Los Angeles is officially in the running to host the 2024 Olympics.
With Boston bowing out earlier this year, the LA City Council voted unanimously Tuesday to approve a proposal to authorize Mayor Eric Garcetti to execute agreements related to the Olympic bid. The U.S. Olympic Committee later announced that it had selected LA as the United States candidate.
"We all know the next two years are about fleshing out the details, but this is in our DNA," said Garcetti, citing the city's experience with the 1932 and 1984 Olympics. "We know how to do Olympics, we know how to do them well, we know how to do them economically."
Officials lit the cauldron at the Los Angeles Memorial Coliseum Tuesday night symbolizing hopes that the Olympics could return to the city in 2024.
"We could use the shot in the arm, just as a people," said Danny Harris, an silver medalist in the 1984 Olympics.
United States Olympics Committee CEO Scott Blackmun officially announced that LA is the U.S. candidate for 2024 at a beach-side news conference in Santa Monica about an hour after the council's vote.
Rome, Paris, Hamburg, Germany and Budapest, Hungary are already in the mix. The International Olympic Committee will pick the host city in 2017.
"This is a great Olympic city," Councilman Paul Krekorian said. "Let Paris and Rome and whoever else who wants to compete know, we're in this to win it, and I think we will."
The Summer Olympics were last held in the United States in 1996, when Atlanta was the site.
The United States did not make a bid to host the 2020 Summer Olympics, which were awarded to Tokyo in 2013. Los Angeles sought to be the U.S. candidate to host the 2016 Games but was beaten by Chicago, whose bid was ultimately rejected by the International Olympic Committee in favor of Rio de Janeiro.
LA is looking to join London as the only cities to host the Summer Olympics three times. The second-largest U.S. city initially lost the opportunity to bid to Boston but regained it after the East Coast city backed out over concerns about financial liability.
But many financial details of the Los Angeles plan remain vague. City analysts said last week that based on the information given to the city so far, "it is difficult to determine the fiscal impact and risk to the city of hosting the 2024 Games at this time."

━━━━━━

Problem requirements:
Copy the Los Angeles Olympic bid report from "With Boston bowing" through "the 1984 Olympics.", replacing "cauldron" with "flame". Rely only on the Los Angeles Olympic bid report for this.

(Stored data entries)

━━━━━━

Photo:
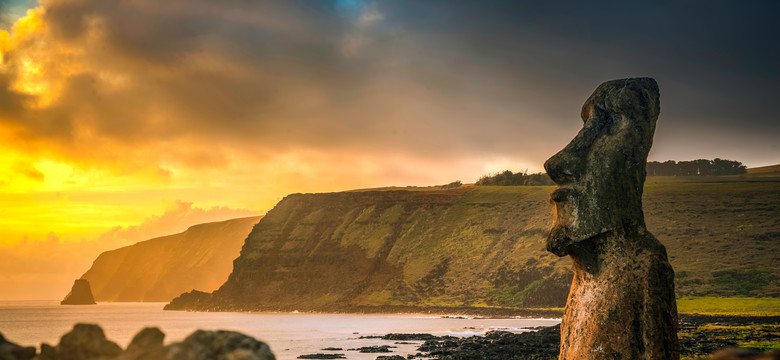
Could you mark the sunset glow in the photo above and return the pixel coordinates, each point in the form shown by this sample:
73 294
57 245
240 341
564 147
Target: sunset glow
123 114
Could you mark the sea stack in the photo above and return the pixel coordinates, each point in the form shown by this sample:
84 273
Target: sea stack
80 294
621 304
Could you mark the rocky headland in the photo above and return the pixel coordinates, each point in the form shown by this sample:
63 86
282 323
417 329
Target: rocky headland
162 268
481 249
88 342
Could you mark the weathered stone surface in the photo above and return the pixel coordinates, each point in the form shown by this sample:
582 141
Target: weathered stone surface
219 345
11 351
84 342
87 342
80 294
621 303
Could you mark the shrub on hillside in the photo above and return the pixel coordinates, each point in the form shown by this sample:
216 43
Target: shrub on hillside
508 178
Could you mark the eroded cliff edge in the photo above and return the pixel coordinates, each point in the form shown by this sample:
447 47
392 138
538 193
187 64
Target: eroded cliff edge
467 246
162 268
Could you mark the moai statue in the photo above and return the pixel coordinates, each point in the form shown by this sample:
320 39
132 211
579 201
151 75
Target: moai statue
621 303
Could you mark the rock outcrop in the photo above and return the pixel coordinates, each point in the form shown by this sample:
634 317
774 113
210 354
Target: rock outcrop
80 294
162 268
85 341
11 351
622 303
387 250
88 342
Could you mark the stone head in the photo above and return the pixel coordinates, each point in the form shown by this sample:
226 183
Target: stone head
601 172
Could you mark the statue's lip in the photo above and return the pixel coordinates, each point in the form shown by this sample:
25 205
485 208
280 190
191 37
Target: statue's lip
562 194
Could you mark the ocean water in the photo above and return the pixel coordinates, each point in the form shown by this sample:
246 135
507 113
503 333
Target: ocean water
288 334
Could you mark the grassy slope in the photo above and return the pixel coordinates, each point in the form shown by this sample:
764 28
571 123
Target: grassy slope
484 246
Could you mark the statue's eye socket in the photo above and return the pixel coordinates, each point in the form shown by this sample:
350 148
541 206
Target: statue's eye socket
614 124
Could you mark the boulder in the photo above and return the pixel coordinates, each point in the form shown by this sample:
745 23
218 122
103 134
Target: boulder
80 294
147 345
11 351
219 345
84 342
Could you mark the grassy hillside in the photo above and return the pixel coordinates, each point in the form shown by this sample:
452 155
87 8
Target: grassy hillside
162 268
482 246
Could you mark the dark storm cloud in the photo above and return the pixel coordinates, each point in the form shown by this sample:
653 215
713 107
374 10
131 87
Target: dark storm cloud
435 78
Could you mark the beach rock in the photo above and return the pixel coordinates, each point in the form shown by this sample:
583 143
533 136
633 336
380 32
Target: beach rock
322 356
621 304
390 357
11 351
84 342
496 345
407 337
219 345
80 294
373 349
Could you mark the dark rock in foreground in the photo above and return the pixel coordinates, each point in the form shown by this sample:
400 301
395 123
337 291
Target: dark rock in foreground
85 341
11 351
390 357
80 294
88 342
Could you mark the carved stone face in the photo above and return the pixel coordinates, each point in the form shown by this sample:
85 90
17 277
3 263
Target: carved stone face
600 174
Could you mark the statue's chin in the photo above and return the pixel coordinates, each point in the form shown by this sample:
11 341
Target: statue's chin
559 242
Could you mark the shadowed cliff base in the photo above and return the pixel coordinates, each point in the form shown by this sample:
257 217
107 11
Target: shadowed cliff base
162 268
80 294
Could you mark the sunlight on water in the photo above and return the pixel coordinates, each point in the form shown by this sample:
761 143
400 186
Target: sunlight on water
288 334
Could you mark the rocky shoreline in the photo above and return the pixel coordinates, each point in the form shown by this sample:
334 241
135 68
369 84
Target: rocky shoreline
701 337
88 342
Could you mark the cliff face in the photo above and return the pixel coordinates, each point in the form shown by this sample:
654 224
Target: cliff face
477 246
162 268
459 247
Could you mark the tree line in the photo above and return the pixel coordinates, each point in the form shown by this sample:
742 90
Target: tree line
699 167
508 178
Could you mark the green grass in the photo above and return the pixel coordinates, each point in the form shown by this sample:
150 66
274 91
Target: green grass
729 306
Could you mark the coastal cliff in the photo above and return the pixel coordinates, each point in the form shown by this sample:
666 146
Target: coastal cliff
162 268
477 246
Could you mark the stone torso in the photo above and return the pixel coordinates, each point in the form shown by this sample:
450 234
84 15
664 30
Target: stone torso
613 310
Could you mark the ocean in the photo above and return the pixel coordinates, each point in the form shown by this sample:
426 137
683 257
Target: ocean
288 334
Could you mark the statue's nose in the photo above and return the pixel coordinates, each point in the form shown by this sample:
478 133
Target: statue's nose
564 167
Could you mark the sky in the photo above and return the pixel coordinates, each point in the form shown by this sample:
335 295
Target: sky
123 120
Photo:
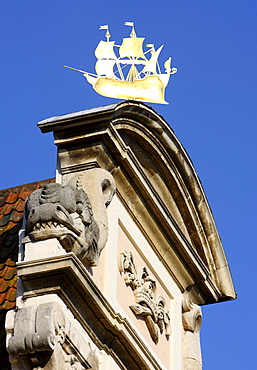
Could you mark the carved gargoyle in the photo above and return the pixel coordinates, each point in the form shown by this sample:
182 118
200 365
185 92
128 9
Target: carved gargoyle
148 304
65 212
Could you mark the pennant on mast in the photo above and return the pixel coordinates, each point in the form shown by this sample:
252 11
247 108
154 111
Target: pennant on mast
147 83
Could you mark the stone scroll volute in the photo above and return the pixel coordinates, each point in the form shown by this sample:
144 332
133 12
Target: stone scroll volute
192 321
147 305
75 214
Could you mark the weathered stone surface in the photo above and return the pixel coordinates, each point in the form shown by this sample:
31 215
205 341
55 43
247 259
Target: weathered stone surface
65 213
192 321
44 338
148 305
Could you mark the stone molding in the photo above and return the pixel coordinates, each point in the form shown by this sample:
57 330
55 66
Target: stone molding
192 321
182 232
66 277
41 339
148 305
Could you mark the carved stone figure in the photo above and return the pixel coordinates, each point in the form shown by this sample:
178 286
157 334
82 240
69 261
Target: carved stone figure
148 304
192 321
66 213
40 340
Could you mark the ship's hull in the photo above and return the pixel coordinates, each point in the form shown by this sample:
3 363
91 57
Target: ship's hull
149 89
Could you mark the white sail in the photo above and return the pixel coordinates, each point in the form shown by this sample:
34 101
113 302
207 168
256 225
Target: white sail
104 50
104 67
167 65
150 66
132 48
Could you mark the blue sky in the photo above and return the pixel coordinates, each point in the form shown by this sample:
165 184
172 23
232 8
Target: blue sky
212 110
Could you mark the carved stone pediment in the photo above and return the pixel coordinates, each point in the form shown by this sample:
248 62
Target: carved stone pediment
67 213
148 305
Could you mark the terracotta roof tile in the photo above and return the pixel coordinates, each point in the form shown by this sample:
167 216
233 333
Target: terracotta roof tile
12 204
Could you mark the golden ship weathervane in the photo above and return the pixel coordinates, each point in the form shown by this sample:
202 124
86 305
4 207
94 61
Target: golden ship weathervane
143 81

━━━━━━

Exercise solution:
With Boston bowing out earlier this year, the LA City Council voted unanimously Tuesday to approve a proposal to authorize Mayor Eric Garcetti to execute agreements related to the Olympic bid. The U.S. Olympic Committee later announced that it had selected LA as the United States candidate.
"We all know the next two years are about fleshing out the details, but this is in our DNA," said Garcetti, citing the city's experience with the 1932 and 1984 Olympics. "We know how to do Olympics, we know how to do them well, we know how to do them economically."
Officials lit the flame at the Los Angeles Memorial Coliseum Tuesday night symbolizing hopes that the Olympics could return to the city in 2024.
"We could use the shot in the arm, just as a people," said Danny Harris, an silver medalist in the 1984 Olympics.